**AIM OF THE EXERCISE**
Write the data below out again, unchanged.
[Opening TASK INPUTS section]
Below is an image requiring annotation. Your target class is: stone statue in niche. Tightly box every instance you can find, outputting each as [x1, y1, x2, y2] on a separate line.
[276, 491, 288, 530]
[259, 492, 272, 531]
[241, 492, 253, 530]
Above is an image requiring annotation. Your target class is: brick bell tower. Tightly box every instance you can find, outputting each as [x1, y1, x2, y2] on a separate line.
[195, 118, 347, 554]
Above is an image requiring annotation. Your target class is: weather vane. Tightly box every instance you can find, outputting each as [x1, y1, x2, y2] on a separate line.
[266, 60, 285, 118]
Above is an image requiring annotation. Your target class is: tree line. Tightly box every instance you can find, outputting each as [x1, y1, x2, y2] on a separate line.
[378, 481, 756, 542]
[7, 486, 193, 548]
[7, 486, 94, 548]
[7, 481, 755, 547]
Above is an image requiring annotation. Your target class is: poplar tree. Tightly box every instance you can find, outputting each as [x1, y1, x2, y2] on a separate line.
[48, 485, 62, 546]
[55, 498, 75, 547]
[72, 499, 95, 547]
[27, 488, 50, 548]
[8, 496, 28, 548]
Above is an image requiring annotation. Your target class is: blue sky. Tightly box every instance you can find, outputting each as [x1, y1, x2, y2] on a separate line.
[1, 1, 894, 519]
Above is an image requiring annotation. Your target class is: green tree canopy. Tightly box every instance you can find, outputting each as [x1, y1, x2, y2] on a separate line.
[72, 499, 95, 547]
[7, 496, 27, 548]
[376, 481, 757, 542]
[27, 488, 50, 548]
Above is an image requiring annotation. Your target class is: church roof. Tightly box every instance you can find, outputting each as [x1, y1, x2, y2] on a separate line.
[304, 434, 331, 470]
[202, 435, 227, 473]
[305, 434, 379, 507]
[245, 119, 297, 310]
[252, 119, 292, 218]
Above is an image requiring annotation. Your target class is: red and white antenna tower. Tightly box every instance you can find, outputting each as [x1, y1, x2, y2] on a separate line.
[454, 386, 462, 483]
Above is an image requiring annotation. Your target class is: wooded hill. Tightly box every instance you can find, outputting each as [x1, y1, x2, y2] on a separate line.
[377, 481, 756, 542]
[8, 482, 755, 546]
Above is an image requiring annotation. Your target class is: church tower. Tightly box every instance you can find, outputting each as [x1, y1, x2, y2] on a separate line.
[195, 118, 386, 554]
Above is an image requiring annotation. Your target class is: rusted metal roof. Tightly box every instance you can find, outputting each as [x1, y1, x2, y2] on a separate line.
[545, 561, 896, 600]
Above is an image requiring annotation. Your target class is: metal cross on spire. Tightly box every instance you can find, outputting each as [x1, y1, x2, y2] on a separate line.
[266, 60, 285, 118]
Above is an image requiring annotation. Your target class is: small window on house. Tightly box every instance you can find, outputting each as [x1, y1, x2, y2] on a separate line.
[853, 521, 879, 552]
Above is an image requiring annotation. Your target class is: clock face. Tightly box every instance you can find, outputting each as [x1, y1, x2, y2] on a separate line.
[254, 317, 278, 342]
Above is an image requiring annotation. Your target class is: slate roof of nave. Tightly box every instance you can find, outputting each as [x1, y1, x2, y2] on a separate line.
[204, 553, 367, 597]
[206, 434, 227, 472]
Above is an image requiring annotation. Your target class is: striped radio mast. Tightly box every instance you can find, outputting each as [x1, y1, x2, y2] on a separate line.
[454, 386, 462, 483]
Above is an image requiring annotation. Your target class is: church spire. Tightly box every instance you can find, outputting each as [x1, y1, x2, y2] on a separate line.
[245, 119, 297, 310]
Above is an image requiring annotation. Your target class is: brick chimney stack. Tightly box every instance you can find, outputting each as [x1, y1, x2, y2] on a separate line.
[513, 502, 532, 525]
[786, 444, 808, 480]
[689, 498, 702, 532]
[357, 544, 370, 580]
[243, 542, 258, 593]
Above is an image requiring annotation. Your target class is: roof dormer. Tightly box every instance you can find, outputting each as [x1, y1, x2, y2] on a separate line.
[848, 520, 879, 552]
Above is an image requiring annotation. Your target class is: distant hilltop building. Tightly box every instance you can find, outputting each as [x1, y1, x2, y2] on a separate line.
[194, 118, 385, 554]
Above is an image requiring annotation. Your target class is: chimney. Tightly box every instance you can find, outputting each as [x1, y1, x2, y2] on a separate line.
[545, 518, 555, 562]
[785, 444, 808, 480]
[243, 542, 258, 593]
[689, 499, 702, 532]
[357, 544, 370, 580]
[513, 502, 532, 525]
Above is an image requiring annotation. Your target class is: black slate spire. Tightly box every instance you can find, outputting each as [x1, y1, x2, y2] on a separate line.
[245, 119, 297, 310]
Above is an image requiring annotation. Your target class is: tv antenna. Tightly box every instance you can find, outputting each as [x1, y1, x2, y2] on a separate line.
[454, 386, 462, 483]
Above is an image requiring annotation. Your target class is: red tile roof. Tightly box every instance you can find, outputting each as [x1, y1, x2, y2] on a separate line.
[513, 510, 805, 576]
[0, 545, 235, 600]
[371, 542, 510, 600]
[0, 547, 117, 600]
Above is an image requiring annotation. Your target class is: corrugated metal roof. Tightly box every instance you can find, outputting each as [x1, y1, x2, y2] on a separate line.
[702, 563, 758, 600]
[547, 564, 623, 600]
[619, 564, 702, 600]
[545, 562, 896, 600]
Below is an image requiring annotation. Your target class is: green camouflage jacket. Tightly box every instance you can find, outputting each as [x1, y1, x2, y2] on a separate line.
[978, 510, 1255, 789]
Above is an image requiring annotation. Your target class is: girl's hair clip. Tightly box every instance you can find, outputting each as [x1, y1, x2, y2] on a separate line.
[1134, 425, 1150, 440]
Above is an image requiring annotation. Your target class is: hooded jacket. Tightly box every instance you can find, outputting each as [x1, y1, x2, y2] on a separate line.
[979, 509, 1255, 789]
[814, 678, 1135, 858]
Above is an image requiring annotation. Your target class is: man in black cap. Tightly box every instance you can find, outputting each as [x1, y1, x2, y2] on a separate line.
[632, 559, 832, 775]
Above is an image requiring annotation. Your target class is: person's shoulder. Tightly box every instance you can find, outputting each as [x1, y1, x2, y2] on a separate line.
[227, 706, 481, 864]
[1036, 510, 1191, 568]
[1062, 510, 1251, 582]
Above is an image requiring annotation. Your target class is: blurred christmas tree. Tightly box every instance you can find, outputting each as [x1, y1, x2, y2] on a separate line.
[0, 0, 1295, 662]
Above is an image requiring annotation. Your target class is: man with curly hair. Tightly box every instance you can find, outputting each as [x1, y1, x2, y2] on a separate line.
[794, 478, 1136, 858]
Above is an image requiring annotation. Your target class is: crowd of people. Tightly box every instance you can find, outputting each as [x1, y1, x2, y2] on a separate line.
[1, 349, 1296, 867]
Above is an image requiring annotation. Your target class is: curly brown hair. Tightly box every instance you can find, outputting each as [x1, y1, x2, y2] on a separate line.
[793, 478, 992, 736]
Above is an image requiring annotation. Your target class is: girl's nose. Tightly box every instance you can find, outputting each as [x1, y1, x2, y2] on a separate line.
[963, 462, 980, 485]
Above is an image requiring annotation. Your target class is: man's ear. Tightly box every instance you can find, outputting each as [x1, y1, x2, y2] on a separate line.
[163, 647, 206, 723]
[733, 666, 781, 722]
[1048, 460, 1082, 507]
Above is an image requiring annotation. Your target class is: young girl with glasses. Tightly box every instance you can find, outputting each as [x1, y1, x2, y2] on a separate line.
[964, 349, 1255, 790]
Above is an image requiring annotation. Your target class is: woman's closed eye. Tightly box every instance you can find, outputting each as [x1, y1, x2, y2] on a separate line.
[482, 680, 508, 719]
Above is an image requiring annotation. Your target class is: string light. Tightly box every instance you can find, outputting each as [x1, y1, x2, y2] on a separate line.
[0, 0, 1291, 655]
[Closing TASK INPUTS section]
**RESULT OF THIS TASK**
Below is an image requiring annotation. Your target class is: stone statue in niche. Tightly box every instance you can find, outputting each as [x1, y1, x2, y2] on a separate line.
[276, 491, 288, 530]
[259, 492, 272, 531]
[241, 492, 253, 530]
Above is an image requiring annotation. Your target class is: brick bell tower. Tightly box every instance you can find, outputting each as [x1, y1, x2, y2] on a separate line.
[195, 118, 347, 554]
Above is an image requiring annotation. Your target class is: weather vane. Tightly box every instance you can find, outputting each as [x1, y1, x2, y2] on a separate line.
[266, 60, 285, 118]
Above is an image requiring annotation. Your target class is: tree line. Tightly box every instance you can find, outputting each as [x1, y1, x2, y2] on a separate line.
[378, 481, 756, 542]
[7, 486, 193, 548]
[7, 486, 94, 548]
[7, 481, 755, 547]
Above is an image requiring annotation. Your target class is: poplar tree. Tightly box every instance you can find, outputting each as [x1, y1, x2, y2] on a separate line.
[48, 485, 62, 546]
[55, 498, 75, 547]
[72, 499, 95, 547]
[27, 488, 50, 548]
[8, 496, 28, 548]
Above is an image requiring annotation. Your target class is: blue sky. Tightly box every instance you can find, outputting each as [x1, y1, x2, y2] on a separate line.
[1, 1, 894, 519]
Above is an image requiring annotation. Your target class is: green tree canopy. Tightly box every instance you can find, outputting each as [x1, y1, x2, y2] on a separate line.
[72, 499, 95, 547]
[7, 496, 27, 548]
[376, 481, 757, 542]
[27, 488, 50, 548]
Above is an image requiring annotation. Your target class is: church roof. Tightly box every instance you can find, outputting each as [x1, y1, x2, y2] on a separate line.
[304, 434, 331, 470]
[202, 435, 227, 473]
[305, 434, 379, 507]
[245, 119, 297, 310]
[252, 119, 292, 218]
Above is an image requiring annotation. Your target class is: red and white antenna tower. Tightly box every instance you can find, outputting each as [x1, y1, x2, y2] on a separate line.
[454, 386, 462, 483]
Above is an image requiring annotation. Your target class is: wooded hill. Tightly box every instance you can find, outputting each as [x1, y1, x2, y2] on a separate line.
[377, 481, 756, 542]
[8, 482, 755, 546]
Above is an image requiring annotation. Your target class is: church tower. Tightly box every instance you can find, outputting each as [x1, y1, x2, y2] on a separate line.
[195, 118, 386, 554]
Above is an image requiring annotation. Your target class is: rusted metal roof. Tightly box every instance you can find, outputting each as [x1, y1, x2, y2] on a separate line.
[545, 561, 896, 600]
Above is an image requiring annotation. Your target class is: metal cross on spire. Tightly box every instance you can find, outputting each as [x1, y1, x2, y2] on a separate line.
[266, 60, 285, 118]
Above is an image requiring annotation. Your target class is: small window on house. Tightly box every instance you can find, outputting each as [x1, y1, x2, y2] on a separate line.
[853, 521, 879, 552]
Above is an image requiring annotation. Your target class is: clock face. Tightly box every instance you can find, outputting each as [x1, y1, x2, y2] on a separate line.
[254, 317, 278, 342]
Above is an image requiring annotation. Your target class is: slate roof of nave. Tightly box every instance you can find, outputting each as [x1, y1, x2, y2] on a separate line.
[204, 553, 367, 597]
[206, 434, 227, 472]
Above is an image requiring annotation. Your target class is: striped radio mast. Tightly box every instance you can find, outputting each as [x1, y1, x2, y2] on a separate line.
[454, 386, 462, 483]
Above is an image requiring annotation. Your target class is: church spire. Tightly box every instance you can find, outputting each as [x1, y1, x2, y2] on a separate line.
[245, 119, 297, 310]
Above is an image requiring annotation. Your target class is: brick chimney stack. Tightly box every instance you can find, outputting each as [x1, y1, x2, y2] on a separate line.
[513, 502, 532, 525]
[786, 444, 808, 480]
[689, 498, 702, 532]
[357, 544, 370, 580]
[243, 542, 258, 593]
Above is an image requiring annotation. Your target class is: roof dormer. Tightly box every instance you can find, outputting each as [x1, y1, x2, y2] on a separate line.
[848, 520, 879, 552]
Above is an image requiring annotation. Your target class is: distant hilltop building. Tightly box every instance you can find, outputting each as [x1, y1, x2, y2] on a separate line.
[194, 118, 385, 554]
Above is an image requiring annotation. Your target class is: chimney. Tightly box every instance you can find, outputting each as [x1, y1, x2, y2] on a separate line.
[545, 518, 555, 562]
[785, 444, 808, 480]
[243, 542, 258, 593]
[689, 499, 702, 532]
[357, 544, 370, 580]
[513, 502, 532, 525]
Above is an image requiring annotation. Your target class is: black slate spire. Tightly box every instance you can find, outputting each as [x1, y1, x2, y2] on a separate line.
[245, 119, 297, 310]
Above is an image requiring annotation. Your target class is: tv antenna. Tightly box every instance you can find, outputting each as [x1, y1, x2, y2] on a separate line.
[454, 386, 462, 483]
Above is an image requiring annotation. Your target class is: red tile roof. Tightly box every instance you can find, outputting each as [x1, y1, x2, y2] on a separate line.
[513, 510, 805, 576]
[0, 545, 235, 600]
[371, 542, 510, 600]
[0, 547, 117, 600]
Above is an image requiring annotation. Your target class is: corrugated metal roof. Tightly box every instance you can find, outputting each as [x1, y1, x2, y2] on a separate line.
[702, 563, 758, 600]
[547, 564, 623, 600]
[619, 564, 702, 600]
[545, 562, 896, 600]
Below is an image requiring annotation. Your target class is: green camouflage jacket. Tightly box every instance you can find, outputting each as [x1, y1, x2, y2] on a separate line.
[978, 510, 1255, 789]
Above is an image requiring annotation. Your target class is: girl's hair clip. Tightly box every instance you can find, outputting each as [x1, y1, x2, y2] on a separate line.
[1134, 425, 1150, 440]
Above is an image requiring annotation. Your target class is: hooded jacket. Tightly box every instance you can find, outputting each as [x1, y1, x2, y2] on a separate line.
[979, 509, 1255, 789]
[814, 678, 1135, 858]
Above is an image requiring annotation. Your target class is: man in black cap. Tightly box every instance you can find, outputting each as [x1, y1, x2, y2] on a separate line.
[632, 559, 832, 775]
Above is an image requiring annotation. Your target class is: person's shoulder. Tightly box every instance you can find, outputting each as [x1, y1, x2, y2] on a separate line.
[227, 706, 481, 864]
[1036, 510, 1191, 568]
[1062, 510, 1251, 582]
Above is an image requiring annotation. Your target class is: blurred christmas tree. Tightly box every instance you can find, outputting each as [x1, y1, x2, y2] on a separate line.
[0, 0, 1295, 662]
Above is an image requiring annotation. Your target class is: man with curly hair. Tightly box every instance you can find, outputting each as [x1, y1, x2, y2] on a separate line.
[794, 478, 1136, 858]
Above is an image requiring annotation. Your target class is: crowd of people. Tightly box every instance you can find, outputting each as [x1, y1, x2, y2] on a separate line.
[1, 349, 1296, 867]
Above is an image requiring annotation. Your target class is: curly brown hair. Tightly box every instance you can find, outputting each as [x1, y1, x2, y2] on a separate line.
[793, 478, 992, 736]
Above is an image requiring annotation. Your target class is: girl's nose. Tightly box every instance you can find, outputting each as [x1, y1, x2, y2] on a separate line.
[963, 462, 980, 485]
Above is an image requiring annotation. Your target class is: man's ear. Tightly box every instance you can find, outputting each as [x1, y1, x2, y2] on a separate line.
[163, 647, 206, 723]
[733, 666, 781, 722]
[1048, 460, 1082, 507]
Above is an image requiring annotation. Your target class is: young girl with glasses. Tightly box every instance you can find, outputting each as [x1, y1, x2, y2] on a separate line.
[964, 349, 1255, 790]
Above is an image requiring annotation. Your target class is: woman's closed eye. Tightly box every instance you can find, outputting each as [x1, y1, x2, y2] on a separate line.
[482, 680, 508, 719]
Above is an image requiring annotation. Your target class is: string light. Tightly box every instance you can find, outputting each as [x1, y1, x2, y2] on a separate line.
[0, 0, 1291, 655]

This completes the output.